- GIVEN TASK -
Extract from the items below each line that contains the word "person", copying every such line in full.

[Coordinate annotation items]
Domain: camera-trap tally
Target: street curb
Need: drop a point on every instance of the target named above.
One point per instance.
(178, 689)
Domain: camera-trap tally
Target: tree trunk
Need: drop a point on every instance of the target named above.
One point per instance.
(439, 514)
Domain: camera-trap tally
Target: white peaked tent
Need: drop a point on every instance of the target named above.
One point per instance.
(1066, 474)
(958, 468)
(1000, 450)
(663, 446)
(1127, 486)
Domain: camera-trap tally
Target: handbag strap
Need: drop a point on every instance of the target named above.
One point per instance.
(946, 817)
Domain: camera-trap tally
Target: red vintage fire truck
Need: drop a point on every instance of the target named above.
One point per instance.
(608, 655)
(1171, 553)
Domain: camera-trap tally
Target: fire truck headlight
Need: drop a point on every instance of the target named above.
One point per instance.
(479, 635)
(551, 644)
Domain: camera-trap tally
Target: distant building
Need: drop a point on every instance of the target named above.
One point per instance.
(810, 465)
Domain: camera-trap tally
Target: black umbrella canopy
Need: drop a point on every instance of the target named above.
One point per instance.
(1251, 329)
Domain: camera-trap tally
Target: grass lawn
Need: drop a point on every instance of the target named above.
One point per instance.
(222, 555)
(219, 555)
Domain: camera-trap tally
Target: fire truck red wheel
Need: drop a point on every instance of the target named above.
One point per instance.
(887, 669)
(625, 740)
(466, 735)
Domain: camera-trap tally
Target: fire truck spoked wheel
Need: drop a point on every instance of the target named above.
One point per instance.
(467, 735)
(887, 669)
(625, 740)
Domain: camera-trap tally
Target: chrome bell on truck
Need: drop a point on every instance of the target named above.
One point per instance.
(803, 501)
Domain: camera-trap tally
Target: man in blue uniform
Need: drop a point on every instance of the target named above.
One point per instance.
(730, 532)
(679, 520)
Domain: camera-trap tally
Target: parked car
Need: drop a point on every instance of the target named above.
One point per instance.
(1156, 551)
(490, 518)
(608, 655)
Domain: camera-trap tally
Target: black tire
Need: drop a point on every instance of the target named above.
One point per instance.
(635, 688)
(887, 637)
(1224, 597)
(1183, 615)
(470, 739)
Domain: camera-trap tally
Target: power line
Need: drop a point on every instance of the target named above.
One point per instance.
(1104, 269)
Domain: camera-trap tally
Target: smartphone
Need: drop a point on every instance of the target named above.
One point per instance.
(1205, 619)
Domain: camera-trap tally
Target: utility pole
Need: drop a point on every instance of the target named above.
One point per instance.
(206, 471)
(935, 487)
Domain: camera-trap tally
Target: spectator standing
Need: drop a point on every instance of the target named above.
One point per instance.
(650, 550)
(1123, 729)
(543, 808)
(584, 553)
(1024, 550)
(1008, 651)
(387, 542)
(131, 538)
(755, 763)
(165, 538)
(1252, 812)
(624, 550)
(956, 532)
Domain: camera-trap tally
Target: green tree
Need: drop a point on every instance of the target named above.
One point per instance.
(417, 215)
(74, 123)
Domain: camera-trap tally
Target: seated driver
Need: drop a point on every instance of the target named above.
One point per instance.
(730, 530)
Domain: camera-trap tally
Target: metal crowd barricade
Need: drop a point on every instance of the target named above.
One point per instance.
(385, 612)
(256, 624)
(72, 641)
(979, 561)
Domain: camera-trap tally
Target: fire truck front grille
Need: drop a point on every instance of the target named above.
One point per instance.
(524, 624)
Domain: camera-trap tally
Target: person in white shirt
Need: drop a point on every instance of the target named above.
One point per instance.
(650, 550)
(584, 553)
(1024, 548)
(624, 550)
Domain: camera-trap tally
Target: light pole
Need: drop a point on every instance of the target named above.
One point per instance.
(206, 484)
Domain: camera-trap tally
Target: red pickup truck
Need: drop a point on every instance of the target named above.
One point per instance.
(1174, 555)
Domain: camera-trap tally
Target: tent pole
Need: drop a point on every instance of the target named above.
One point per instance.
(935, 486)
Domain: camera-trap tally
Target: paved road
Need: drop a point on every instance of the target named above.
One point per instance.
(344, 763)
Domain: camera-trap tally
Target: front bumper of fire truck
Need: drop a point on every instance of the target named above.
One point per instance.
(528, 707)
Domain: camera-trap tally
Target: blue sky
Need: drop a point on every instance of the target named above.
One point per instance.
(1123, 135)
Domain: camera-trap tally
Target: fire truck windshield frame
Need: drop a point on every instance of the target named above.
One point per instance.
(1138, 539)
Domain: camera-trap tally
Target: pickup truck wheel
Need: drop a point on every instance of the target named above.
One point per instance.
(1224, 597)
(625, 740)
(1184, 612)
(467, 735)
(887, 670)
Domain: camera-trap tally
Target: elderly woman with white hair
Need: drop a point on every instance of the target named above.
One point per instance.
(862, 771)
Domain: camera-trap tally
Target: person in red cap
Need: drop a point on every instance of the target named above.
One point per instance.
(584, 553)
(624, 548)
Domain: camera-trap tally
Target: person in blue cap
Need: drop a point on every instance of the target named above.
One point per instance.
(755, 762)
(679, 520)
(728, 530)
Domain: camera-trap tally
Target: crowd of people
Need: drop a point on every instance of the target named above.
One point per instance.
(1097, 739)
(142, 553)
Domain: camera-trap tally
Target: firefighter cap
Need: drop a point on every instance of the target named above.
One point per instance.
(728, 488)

- EXPECTED ANSWER -
Target: person in white shirt
Target: person in red cap
Target: person in blue cap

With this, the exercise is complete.